## BEGIN Text extract

Date: 06/08/2001 at 12:06:26
From: Ryan McGarty
Subject: Impossible Equation?

Hi, 

I'm using an equation to determine the distance between two points on 
the surface of the earth, and want to get the reverse of this: i.e. 
Find the point who has latitude and longitude five miles north of the 
given point, and the other three points to the south, east, and west.

Given d = distance, lat1 = latitude 1, lat2 = latitude 2, 
lon1 = longitude 1, and lon2 = longitude 2.

d=sin^2( (lat2-lat1)/2 ) + cos(lat1)*cos(lat2)*sin^2( (lon2-lon1)/2 )

How would you solve this for lat2 so you could determine the points 
to the left and right of a given surface point?

We already have the solved equation for lon2, so this is the only 
remaining problem.

Please help. Thanks.


Date: 06/08/2001 at 12:45:43
From: Doctor Rick
Subject: Re: Impossible Equation?

Hi, Ryan.

I often direct people who inquire about formulas involving latitude 
and longitude to the following site:

  Aviation Formulary V1.30 - Ed Williams
  http://www.best.com/~williams/avform.htm   

There you will find a formula for "Lat/lon given radial and distance,"

## END Text extract
## BEGIN Data records

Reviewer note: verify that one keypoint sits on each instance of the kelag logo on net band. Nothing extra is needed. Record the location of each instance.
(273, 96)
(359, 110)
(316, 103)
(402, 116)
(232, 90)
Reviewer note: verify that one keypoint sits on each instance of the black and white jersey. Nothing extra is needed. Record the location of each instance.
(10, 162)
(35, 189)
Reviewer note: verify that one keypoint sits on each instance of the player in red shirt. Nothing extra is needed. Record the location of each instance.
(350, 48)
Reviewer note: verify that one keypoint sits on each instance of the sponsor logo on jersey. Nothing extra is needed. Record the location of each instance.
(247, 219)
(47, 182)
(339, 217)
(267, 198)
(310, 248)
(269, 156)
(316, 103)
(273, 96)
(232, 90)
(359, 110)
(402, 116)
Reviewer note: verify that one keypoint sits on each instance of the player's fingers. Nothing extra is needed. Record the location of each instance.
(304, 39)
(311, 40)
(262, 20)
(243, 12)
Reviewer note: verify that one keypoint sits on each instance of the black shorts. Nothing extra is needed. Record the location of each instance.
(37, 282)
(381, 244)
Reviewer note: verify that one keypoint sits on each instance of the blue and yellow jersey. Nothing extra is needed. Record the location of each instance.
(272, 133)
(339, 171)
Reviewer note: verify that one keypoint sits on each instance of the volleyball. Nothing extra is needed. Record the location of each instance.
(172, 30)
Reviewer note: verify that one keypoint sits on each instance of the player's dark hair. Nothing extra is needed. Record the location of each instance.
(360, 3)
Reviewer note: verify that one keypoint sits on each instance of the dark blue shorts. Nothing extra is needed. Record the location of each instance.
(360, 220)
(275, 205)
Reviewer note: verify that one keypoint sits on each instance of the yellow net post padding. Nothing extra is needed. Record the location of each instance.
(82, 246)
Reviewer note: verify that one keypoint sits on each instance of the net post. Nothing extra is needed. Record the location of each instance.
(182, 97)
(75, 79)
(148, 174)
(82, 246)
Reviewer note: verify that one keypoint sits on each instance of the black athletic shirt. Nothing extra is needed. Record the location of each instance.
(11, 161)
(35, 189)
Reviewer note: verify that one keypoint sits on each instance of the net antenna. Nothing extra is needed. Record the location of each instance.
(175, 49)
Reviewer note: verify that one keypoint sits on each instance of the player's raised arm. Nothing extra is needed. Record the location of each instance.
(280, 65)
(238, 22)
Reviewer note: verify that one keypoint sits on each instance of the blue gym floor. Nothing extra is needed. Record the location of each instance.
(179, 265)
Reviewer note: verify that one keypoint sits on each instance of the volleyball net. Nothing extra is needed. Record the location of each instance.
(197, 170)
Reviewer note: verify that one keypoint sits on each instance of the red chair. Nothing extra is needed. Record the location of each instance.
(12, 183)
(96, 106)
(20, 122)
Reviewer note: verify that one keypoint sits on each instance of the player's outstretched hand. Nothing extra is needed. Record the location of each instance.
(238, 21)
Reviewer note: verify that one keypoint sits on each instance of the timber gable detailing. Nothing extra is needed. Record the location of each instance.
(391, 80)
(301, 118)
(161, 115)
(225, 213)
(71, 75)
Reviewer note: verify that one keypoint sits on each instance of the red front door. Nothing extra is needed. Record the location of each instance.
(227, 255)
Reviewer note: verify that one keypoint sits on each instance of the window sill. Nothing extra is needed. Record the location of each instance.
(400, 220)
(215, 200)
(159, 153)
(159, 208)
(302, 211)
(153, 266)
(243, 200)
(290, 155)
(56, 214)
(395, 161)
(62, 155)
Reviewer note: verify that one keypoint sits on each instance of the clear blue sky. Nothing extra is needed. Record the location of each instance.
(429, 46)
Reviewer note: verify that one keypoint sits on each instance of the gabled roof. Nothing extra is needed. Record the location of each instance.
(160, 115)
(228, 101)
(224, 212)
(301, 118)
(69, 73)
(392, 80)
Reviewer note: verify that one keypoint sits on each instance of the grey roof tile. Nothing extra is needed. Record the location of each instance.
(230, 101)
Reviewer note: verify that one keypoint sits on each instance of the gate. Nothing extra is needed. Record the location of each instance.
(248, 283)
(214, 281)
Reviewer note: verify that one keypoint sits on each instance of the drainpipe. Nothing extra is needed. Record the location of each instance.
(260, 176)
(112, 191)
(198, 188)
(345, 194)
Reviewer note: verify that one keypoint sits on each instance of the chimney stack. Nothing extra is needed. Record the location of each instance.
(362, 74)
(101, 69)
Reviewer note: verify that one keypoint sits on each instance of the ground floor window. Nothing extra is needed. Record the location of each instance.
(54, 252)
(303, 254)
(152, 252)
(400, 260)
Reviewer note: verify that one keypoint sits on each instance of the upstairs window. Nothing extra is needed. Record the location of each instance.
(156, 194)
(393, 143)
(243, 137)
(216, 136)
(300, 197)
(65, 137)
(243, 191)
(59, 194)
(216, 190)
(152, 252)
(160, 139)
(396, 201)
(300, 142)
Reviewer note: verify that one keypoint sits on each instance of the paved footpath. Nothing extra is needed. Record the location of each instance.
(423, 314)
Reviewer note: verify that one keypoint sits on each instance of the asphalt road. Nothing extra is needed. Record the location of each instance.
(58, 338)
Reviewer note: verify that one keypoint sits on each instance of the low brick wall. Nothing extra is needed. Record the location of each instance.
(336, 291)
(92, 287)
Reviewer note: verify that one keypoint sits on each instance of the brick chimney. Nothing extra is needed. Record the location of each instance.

## END Data records

-- Requirements --
a: Using the latitude-and-longitude forum thread, decide whether each statement agrees with it. Answer yes or no for each, and quote the deciding words.
(i) Ryan already has the equation solved for lon2.
(ii) Ryan wants to find the point ten miles north of the given point.
(iii) Doctor Rick names a site credited to Ed Williams.
b: Pick up the latitude-and-longitude forum thread at its last words and write what comes next.

-- Final answers --
a:
(i) Yes: "We already have the solved equation for lon2"
(ii) No: "five miles north of the given point"
(iii) Yes: "Aviation Formulary V1.30 - Ed Williams"

b:
which is what you seek. Actually, it's more general: given a starting 
point, ANY initial heading, and a distance, it calculates the latitude 
and longitude of your destination. I quote:

"A point {lat,lon} is a distance d out on the tc radial from point 1 
if: 

     lat=asin(sin(lat1)*cos(d)+cos(lat1)*sin(d)*cos(tc))
     IF (cos(lat)=0)
        lon=lon1      // endpoint a pole
     ELSE
        lon=mod(lon1-asin(sin(tc)*sin(d)/cos(lat))+pi,2*pi)-pi
     ENDIF

"This algorithm is limited to distances such that dlon <pi/2, i.e 
those that extend around less than one quarter of the circumference of 
the earth in longitude. A completely general, but more complicated 
algorithm is necessary if greater distances are allowed: 

     lat =asin(sin(lat1)*cos(d)+cos(lat1)*sin(d)*cos(tc))
     dlon=atan2(sin(tc)*sin(d)*cos(lat1),cos(d)-sin(lat1)*sin(lat))
     lon=mod( lon1-dlon +pi,2*pi )-pi

End of quote. Here, "distance d" is a "distance" in radians (an arc, 
or central angle). You will need to divide your distance (5 miles) by 
the radius of the earth (3956 miles) to get the arc in radians.

You are interested in particular values of the "radial" tc, namely 0, 
pi/2, pi, and 3*pi/2 radians (N, E, S, W). The first equation (lat) in 
the general formula above reduces to these four cases:

N (tc=0): lat = asin(sin(lat1)*cos(d)+cos(lat1)*sin(d))
              = asin(sin(lat1 + d)
              = lat1 + d

S (tc=pi): lat = asin(sin(lat1)*cos(d)-cos(lat1)*sin(d))
               = asin(sin(lat1 - d)
               = lat1 - d

E, W (tc=pi/2 or 3*pi/2): lat = asin(sin(lat1)*cos(d))

In the case of N and S, the longitude is just lon = lon1 (the same 
longitude as the starting point), because north-south lines follow 
lines of longitude. In the case of E and W, use the equations for dlon 
and lon to complete the calculation.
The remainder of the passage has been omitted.